== Instructions to follow ==
Pull out every line of the records that contains the word "metal", matching case exactly.

========

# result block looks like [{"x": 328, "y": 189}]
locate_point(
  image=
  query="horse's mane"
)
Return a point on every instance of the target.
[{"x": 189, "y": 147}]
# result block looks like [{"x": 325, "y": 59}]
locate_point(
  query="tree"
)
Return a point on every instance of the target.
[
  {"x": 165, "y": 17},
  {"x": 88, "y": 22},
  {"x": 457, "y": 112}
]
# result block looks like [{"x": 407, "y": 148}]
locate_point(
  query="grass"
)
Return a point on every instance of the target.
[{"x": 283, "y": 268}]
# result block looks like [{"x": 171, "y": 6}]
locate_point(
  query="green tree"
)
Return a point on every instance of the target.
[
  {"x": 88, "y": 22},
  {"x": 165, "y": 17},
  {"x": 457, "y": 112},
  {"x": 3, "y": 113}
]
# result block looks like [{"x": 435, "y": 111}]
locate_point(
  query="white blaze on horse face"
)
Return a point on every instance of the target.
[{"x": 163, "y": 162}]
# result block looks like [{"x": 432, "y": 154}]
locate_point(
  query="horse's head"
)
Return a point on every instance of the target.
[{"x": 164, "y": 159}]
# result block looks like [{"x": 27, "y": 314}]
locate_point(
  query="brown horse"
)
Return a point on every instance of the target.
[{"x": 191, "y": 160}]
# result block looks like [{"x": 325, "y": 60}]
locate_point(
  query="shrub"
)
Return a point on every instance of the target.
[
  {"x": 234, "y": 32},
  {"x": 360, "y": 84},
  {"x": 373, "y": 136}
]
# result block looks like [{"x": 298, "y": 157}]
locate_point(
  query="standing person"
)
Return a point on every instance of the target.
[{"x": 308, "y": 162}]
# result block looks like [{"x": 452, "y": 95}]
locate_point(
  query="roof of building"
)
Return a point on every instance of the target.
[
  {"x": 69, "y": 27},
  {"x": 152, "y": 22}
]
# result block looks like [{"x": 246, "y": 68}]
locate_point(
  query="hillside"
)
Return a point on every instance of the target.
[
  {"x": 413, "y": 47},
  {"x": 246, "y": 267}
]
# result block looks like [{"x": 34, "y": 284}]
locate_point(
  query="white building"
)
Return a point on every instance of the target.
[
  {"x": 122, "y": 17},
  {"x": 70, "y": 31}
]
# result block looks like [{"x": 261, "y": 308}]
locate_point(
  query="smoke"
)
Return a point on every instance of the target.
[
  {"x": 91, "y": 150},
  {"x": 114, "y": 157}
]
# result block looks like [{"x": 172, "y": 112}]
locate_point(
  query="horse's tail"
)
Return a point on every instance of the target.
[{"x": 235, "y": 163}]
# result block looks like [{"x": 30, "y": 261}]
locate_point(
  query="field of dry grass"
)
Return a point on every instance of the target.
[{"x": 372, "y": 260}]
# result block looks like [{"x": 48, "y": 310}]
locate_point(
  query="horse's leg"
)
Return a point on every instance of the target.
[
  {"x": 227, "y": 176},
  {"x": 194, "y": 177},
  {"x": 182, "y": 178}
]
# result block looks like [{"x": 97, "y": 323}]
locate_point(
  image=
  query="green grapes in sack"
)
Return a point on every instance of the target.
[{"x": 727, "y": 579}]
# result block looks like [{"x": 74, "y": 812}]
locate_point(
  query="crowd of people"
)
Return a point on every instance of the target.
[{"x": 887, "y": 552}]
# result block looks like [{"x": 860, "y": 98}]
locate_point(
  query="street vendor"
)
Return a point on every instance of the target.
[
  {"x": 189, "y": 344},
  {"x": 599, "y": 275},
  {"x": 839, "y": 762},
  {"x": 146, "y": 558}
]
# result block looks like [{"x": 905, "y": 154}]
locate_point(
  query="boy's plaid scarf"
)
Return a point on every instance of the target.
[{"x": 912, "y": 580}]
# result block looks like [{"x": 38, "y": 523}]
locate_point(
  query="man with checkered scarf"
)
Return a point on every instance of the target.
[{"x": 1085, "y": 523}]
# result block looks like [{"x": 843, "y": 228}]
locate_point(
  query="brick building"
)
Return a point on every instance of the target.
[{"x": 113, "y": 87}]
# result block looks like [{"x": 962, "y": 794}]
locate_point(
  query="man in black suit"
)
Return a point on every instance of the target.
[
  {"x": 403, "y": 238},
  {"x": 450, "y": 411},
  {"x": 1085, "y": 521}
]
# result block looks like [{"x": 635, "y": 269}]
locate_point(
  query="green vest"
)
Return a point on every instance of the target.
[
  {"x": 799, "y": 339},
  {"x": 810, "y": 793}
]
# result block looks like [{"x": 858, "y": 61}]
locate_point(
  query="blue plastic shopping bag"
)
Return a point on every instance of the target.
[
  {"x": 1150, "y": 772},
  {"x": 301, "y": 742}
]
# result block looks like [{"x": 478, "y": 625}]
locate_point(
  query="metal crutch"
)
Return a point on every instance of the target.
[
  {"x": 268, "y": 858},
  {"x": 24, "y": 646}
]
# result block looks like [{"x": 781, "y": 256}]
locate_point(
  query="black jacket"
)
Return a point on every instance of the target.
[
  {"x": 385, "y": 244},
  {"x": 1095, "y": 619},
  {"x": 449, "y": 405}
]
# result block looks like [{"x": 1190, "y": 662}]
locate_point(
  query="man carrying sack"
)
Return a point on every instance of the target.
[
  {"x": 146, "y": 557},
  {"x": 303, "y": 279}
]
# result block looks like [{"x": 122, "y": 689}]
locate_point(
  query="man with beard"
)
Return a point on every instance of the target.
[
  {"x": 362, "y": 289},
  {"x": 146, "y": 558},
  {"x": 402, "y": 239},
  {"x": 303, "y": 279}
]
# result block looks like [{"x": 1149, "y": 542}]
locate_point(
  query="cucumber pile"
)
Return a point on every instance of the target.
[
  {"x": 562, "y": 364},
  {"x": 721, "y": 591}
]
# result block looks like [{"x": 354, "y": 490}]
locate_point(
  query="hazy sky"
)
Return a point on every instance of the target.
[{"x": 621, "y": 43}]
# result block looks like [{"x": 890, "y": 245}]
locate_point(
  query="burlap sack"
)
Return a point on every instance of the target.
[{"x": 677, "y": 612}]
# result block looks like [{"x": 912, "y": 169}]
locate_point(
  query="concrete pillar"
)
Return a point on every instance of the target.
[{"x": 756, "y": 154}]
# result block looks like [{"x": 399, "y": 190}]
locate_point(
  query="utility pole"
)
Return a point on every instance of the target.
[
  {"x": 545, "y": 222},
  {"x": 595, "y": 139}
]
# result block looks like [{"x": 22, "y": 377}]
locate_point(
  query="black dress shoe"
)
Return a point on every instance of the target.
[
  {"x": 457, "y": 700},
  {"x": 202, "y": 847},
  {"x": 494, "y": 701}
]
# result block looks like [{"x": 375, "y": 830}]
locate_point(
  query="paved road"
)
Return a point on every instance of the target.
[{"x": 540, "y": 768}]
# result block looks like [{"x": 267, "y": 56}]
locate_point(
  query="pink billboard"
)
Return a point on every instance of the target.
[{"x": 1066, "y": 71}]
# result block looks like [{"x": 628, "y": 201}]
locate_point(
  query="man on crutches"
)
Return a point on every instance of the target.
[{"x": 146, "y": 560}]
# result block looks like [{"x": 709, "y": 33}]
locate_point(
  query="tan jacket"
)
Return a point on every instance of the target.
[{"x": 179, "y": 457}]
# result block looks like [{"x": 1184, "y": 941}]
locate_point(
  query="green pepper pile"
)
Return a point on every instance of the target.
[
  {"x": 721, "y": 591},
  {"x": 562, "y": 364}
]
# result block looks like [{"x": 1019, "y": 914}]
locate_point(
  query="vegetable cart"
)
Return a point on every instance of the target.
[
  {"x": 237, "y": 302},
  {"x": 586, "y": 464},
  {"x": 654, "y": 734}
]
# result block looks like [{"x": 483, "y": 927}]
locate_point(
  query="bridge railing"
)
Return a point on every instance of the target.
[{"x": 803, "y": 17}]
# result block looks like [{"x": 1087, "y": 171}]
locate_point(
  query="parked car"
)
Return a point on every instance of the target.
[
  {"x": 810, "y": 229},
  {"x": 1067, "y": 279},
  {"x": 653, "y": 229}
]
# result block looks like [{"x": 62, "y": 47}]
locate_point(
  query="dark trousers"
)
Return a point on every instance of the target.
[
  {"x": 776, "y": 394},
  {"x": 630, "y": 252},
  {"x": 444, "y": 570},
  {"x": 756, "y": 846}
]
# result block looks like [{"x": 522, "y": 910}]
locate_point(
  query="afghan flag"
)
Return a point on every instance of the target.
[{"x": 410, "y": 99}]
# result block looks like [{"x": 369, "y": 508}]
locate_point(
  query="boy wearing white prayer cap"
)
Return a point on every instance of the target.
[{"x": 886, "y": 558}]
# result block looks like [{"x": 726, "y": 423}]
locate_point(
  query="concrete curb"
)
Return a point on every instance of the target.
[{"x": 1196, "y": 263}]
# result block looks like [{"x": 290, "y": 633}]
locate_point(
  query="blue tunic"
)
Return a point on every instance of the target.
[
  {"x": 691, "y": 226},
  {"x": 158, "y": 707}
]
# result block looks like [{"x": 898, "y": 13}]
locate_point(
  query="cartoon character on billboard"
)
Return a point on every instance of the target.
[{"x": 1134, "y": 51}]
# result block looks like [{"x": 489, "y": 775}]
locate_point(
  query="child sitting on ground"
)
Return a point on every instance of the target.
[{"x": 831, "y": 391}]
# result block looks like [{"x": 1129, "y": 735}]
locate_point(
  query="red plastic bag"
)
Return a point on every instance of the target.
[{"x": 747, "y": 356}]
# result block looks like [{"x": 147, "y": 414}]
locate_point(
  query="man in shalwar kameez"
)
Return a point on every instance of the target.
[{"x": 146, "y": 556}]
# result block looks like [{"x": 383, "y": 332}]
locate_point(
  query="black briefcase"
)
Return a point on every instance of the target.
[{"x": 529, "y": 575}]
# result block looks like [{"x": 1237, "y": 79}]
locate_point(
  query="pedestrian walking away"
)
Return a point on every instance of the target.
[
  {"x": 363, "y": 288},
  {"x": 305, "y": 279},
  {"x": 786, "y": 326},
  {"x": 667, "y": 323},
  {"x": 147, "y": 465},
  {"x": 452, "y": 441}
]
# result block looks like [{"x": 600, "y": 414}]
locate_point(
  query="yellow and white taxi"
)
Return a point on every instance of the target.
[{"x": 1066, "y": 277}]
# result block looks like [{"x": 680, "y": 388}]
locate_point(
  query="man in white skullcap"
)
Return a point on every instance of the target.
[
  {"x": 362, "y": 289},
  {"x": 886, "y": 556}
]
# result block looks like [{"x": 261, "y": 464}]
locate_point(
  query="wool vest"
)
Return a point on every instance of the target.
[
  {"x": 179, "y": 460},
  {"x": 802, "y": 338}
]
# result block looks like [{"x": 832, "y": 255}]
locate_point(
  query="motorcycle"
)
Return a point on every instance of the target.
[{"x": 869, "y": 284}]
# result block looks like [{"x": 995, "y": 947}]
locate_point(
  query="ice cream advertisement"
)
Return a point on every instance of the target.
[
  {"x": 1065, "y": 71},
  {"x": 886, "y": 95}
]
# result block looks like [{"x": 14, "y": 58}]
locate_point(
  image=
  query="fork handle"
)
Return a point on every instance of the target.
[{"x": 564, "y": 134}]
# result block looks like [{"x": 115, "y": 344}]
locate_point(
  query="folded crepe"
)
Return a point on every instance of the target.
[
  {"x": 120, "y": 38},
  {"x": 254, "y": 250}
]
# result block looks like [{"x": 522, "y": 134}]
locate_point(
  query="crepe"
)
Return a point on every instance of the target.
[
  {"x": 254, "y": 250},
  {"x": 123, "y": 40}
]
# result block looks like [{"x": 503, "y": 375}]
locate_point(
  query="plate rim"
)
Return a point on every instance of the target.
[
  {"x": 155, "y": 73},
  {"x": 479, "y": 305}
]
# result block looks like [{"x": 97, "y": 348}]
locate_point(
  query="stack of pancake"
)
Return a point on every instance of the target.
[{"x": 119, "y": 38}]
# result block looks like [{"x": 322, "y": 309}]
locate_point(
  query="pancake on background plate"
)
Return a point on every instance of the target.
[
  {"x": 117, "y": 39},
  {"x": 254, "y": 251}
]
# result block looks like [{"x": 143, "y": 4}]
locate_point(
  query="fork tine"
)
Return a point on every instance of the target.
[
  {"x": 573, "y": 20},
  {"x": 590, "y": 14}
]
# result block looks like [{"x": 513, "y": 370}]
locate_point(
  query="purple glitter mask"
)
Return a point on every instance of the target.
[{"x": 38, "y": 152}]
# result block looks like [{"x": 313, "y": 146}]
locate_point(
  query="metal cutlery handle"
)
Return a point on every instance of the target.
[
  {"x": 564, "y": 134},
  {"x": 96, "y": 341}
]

========

== Solution to the problem ==
  query="metal crutch"
  query="metal cutlery handle"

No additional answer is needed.